WORK INSTRUCTIONS ::
Answer these from the methods text on ChIP DNA sequencing:
(a) On which instrument was sequencing done?
(b) What minimal overlapping interval made two peaks count as overlapping?
(c) Which utility converted the CTCFL and CTCF peak intervals from hg18 to hg19 coordinates?

EXTRACT TO READ ::
Deep sequencing of ChIP DNA and bioinformatics analysis
Samples were prepared as described for ChIP, but the elution step after DNA purification was performed with H2O instead of elution buffer. If necessary, samples generated with the same antibody were pooled and volume was reduced by evaporation to 30 μl to obtain at least 10 ng of total DNA. Sequencing libraries were prepared from 10 ng of immunoprecipitated DNA with the NEBNext ChIP-Seq Library Prep Reagent (New England Biolabs) according to manufacturer's instructions. Cluster generation was performed using the cBot (Illumina Inc.). Sequencing was done on the HiSeq 2500 (Illumina Inc.) using TruSeq SBS Kit v3 – HS (Illumina) for 50 cycles. Image analysis and base calling were performed using the Illumina pipeline v 1.8 (Illumina Inc.). Raw and processed data have been deposited in the NCBI gene expression omnibus (GEO) under accession number GSE103199.
ChIP-Seq reads were converted to fastq format and aligned to a precompiled hg19 reference index with BOWTIE with -k option set to 1 (30). Sequencing data were controlled for general quality features using FastQC (http://www.bioinformatics.babraham.ac.uk/projects/fastqc/). Unambiguously mapped and unique reads were kept for subsequent generation of binding profiles and calling of peaks using MACS v1. (25) at default settings. In case of 3T3 cells uninduced clone 34 served as reference sample. In case of p19 we used corresponding input samples. All downstream analyses were done in R/BioConductor (http://www.bioconductor.org).
Peaks identified by MACS at a Poisson P value < 10−5 and an FDR <5% were used for intersection analysis to determine the overlap in pairwise comparisons. Two peaks were determined to be overlapping in case they had a minimal overlapping interval of 1 bp.
Analysis of CTCF core sequence preferences
The chromosomal locations, hg18 coordinates and CTCF sequences of all CTCF motifs of ranks 1 to 1000 were used as identified (31). We used the liftOver utility of the UCSC genome browser for converting CTCFL and CTCF peak intervals from hg18 to hg19 coordinates (32). The overlap of CTCF and CTCFL peaks with each genomic instance of the top 100 sequences was than calculated and presented as percentages.

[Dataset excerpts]

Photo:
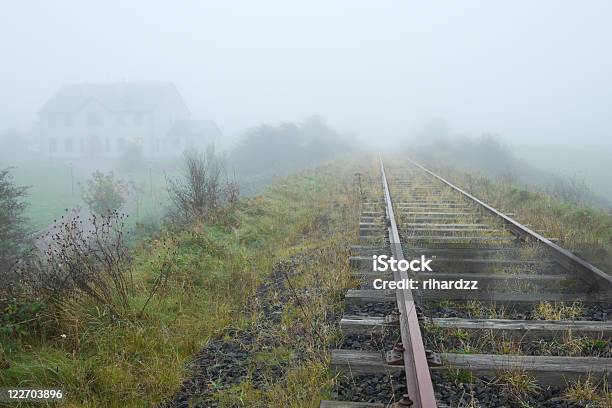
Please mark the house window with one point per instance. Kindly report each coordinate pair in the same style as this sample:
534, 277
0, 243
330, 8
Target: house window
138, 117
93, 119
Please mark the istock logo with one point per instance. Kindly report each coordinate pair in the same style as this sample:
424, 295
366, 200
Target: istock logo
382, 263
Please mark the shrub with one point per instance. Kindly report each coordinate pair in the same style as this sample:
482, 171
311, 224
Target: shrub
13, 234
103, 193
89, 259
203, 193
132, 157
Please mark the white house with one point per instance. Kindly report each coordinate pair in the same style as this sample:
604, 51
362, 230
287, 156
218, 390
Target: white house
102, 119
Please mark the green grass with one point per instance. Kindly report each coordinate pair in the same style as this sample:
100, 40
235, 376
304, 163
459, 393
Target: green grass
55, 187
141, 359
588, 163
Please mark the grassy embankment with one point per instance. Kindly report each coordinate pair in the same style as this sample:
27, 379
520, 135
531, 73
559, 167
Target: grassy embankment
584, 230
141, 359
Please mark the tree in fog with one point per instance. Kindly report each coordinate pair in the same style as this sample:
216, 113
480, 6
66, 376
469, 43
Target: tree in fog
104, 193
285, 147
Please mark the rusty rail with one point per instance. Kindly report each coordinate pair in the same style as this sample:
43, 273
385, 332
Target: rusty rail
420, 388
599, 280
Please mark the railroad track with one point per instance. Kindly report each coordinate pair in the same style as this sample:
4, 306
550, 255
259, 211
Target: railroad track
539, 316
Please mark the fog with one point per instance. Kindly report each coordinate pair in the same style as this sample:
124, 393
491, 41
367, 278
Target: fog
528, 71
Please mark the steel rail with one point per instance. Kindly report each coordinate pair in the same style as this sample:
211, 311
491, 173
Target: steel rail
418, 378
588, 272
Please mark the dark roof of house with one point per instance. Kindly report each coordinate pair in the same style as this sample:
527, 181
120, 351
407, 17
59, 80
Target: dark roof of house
116, 97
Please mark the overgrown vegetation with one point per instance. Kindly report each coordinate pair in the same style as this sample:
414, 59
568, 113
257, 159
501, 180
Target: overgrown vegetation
268, 151
183, 287
585, 230
203, 193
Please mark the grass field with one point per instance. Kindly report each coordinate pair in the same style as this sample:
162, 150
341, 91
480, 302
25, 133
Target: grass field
56, 186
140, 358
588, 163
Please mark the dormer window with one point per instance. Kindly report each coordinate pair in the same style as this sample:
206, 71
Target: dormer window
93, 119
138, 118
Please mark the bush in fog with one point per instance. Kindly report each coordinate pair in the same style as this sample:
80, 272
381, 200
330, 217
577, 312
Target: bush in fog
13, 234
573, 190
103, 193
203, 193
84, 259
279, 149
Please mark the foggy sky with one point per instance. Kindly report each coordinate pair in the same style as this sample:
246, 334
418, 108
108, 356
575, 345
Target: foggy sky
527, 70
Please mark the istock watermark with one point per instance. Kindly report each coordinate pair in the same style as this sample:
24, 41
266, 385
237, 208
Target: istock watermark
382, 263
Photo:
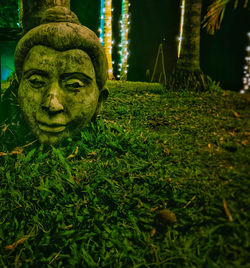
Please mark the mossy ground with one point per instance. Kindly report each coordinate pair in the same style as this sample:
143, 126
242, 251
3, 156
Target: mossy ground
92, 200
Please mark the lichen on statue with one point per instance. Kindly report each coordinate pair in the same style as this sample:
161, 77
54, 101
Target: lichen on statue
62, 70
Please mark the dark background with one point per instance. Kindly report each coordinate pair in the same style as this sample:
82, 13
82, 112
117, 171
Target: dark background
157, 21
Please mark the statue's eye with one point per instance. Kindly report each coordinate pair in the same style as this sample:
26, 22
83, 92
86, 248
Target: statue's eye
74, 84
36, 81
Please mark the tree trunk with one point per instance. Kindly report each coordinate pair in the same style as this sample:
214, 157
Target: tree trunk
32, 10
187, 73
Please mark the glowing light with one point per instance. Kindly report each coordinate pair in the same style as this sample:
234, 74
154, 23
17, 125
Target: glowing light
106, 32
246, 69
124, 40
181, 27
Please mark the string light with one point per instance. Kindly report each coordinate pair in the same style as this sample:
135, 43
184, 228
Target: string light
246, 72
124, 40
106, 32
181, 27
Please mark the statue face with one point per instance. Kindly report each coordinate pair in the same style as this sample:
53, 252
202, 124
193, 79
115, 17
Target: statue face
58, 93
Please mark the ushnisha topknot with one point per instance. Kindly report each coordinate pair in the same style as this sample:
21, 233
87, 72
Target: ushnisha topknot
61, 30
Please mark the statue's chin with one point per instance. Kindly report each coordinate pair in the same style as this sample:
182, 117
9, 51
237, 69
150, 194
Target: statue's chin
51, 138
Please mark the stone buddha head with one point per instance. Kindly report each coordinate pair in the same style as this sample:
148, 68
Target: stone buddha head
62, 70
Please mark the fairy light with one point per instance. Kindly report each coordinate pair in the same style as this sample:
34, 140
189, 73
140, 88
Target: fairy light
106, 32
123, 66
246, 72
20, 13
181, 27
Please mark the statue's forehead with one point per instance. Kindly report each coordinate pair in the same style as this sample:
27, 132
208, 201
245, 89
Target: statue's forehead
46, 58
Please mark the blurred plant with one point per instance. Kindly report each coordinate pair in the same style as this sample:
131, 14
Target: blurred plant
215, 13
9, 14
213, 85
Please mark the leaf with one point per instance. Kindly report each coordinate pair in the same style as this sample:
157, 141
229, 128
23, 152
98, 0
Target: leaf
17, 243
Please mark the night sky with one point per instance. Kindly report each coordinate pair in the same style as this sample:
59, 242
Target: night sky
157, 21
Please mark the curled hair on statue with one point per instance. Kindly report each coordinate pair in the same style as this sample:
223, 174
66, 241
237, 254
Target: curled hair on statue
58, 14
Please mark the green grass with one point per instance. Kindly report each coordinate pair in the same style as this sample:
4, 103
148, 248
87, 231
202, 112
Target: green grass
92, 200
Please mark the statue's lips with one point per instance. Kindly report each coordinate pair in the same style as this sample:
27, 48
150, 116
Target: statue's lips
51, 128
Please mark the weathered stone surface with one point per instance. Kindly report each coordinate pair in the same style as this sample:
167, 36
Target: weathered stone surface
62, 70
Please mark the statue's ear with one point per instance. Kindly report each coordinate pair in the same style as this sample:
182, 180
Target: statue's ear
104, 93
102, 97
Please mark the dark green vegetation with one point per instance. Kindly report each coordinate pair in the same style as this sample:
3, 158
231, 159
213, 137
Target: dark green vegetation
91, 202
9, 13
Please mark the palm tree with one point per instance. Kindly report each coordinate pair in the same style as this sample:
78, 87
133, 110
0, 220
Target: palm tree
213, 19
187, 73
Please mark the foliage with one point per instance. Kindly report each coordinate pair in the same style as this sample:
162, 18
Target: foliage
8, 13
92, 200
214, 16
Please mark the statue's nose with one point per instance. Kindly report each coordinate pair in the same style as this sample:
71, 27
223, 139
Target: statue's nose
51, 102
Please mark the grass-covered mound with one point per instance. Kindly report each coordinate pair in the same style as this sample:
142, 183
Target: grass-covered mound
92, 201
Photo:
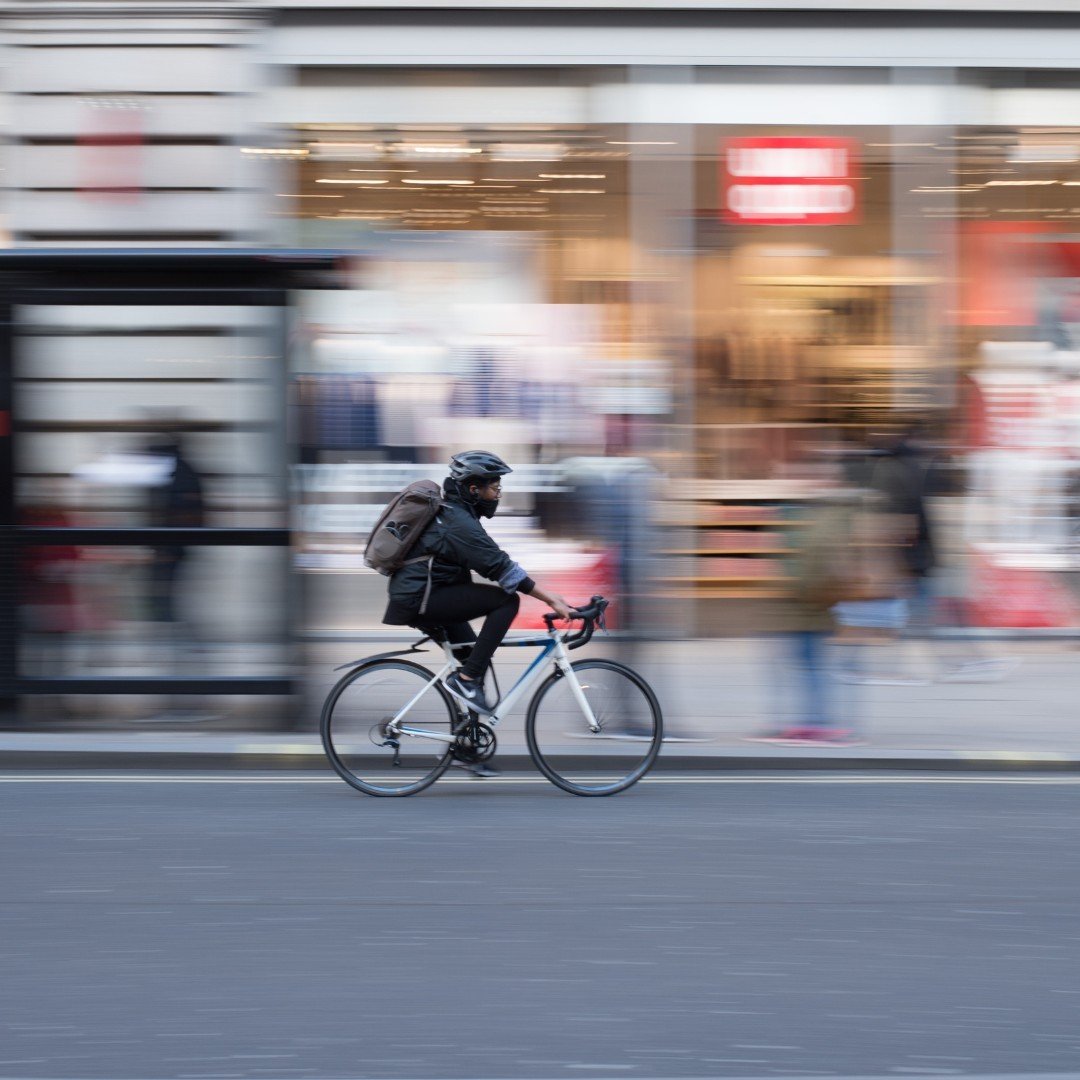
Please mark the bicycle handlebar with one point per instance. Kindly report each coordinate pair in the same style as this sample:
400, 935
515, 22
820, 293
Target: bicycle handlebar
591, 613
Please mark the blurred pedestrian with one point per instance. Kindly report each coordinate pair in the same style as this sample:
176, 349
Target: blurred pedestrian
821, 577
175, 501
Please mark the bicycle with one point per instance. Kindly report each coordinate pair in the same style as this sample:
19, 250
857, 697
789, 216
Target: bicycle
390, 728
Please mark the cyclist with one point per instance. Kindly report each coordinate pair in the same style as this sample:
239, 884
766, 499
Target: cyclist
435, 592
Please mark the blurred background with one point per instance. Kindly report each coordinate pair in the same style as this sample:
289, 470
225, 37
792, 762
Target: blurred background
691, 271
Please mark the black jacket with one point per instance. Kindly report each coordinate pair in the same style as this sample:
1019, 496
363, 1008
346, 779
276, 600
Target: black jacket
456, 543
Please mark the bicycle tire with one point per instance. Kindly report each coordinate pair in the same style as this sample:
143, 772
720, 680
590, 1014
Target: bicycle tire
554, 766
345, 730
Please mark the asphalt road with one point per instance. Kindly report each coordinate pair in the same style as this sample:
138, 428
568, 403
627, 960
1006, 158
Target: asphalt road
238, 927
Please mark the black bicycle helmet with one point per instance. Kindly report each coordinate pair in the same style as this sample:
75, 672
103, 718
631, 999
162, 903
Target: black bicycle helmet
480, 464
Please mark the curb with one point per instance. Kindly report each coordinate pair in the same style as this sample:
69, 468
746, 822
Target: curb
304, 757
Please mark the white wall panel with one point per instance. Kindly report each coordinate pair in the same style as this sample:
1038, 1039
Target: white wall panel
173, 166
70, 212
104, 70
421, 105
67, 117
912, 45
142, 358
75, 402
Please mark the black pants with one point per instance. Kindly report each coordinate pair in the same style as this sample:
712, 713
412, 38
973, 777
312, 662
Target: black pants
449, 610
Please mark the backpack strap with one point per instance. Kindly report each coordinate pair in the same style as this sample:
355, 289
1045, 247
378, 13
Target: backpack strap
427, 589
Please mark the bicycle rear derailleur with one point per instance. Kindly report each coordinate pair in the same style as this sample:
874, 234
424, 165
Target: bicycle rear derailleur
379, 737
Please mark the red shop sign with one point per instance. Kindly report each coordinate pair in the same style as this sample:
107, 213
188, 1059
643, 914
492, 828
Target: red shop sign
790, 180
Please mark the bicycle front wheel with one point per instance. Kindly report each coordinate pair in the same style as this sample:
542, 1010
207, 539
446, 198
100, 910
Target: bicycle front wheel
354, 728
583, 761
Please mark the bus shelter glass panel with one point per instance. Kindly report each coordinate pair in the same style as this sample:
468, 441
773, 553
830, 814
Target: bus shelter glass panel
148, 417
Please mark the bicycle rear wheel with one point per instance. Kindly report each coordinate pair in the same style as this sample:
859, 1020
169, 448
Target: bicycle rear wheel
354, 737
580, 760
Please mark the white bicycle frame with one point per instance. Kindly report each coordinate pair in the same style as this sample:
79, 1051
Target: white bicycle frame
552, 648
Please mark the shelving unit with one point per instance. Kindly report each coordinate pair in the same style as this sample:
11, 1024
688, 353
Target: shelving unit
744, 568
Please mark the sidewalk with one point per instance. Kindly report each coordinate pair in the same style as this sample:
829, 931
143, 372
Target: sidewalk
720, 692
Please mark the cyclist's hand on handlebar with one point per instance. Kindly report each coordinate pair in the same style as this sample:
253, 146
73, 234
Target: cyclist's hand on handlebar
563, 609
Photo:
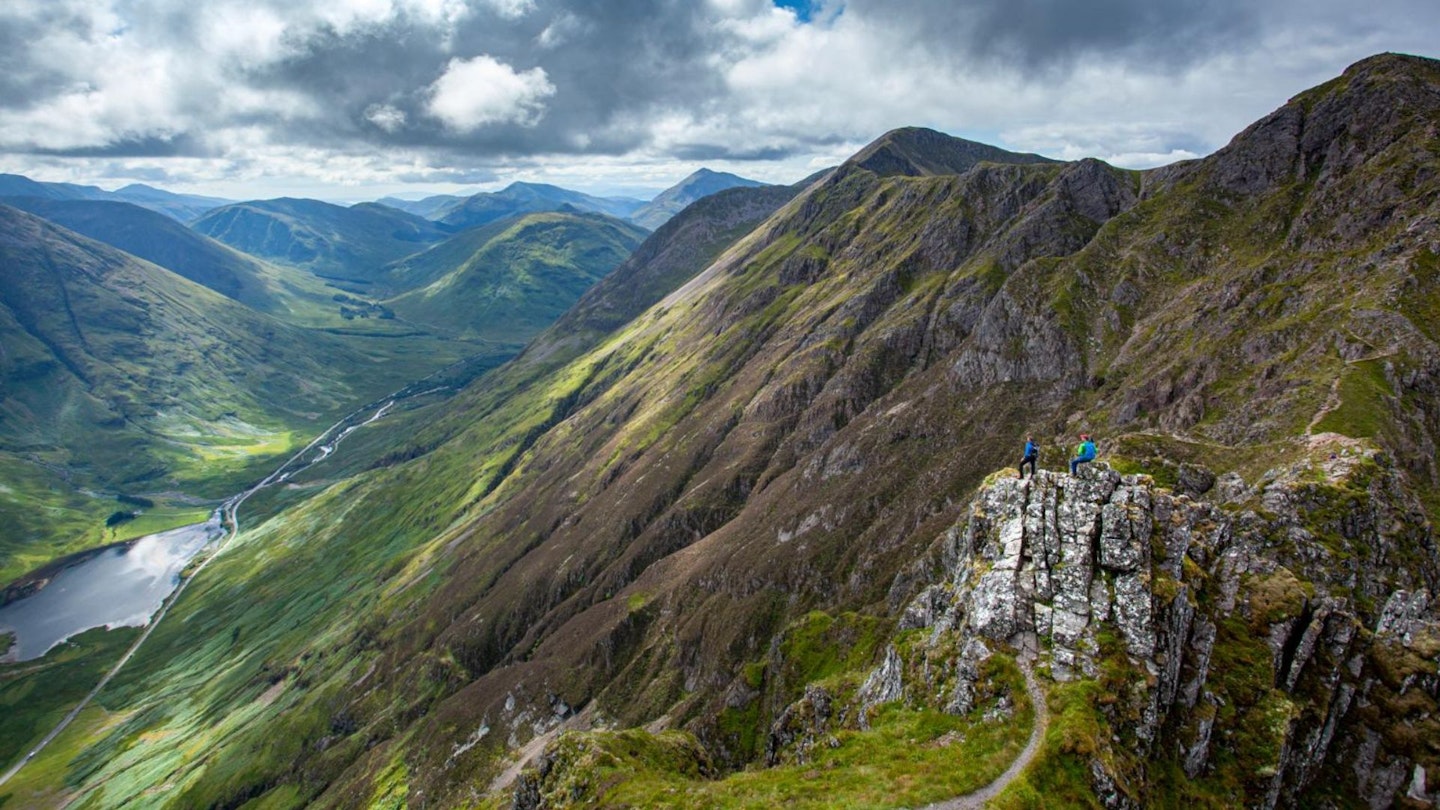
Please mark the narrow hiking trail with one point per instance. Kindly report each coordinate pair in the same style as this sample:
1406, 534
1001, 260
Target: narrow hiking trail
977, 800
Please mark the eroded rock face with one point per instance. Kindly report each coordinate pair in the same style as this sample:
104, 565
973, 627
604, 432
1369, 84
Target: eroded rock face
1286, 637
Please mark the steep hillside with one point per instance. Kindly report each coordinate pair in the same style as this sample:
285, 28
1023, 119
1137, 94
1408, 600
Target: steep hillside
429, 208
182, 208
743, 528
287, 293
693, 188
510, 280
344, 244
527, 198
163, 241
121, 376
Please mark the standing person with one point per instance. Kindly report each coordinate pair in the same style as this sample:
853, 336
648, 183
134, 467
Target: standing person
1085, 453
1031, 454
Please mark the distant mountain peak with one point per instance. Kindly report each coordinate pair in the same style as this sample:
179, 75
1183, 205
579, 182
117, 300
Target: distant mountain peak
699, 183
918, 152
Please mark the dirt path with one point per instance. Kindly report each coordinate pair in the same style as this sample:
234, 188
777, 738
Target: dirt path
978, 799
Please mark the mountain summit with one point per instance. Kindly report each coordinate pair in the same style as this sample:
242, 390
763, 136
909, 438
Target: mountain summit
759, 544
916, 152
670, 202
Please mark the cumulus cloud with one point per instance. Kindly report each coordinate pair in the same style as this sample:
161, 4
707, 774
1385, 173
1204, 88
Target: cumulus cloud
475, 92
769, 88
386, 117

PROBLEM SOLUTION ::
(a) The HiSeq 2500 (Illumina Inc.).
(b) 1 bp.
(c) The liftOver utility of the UCSC genome browser.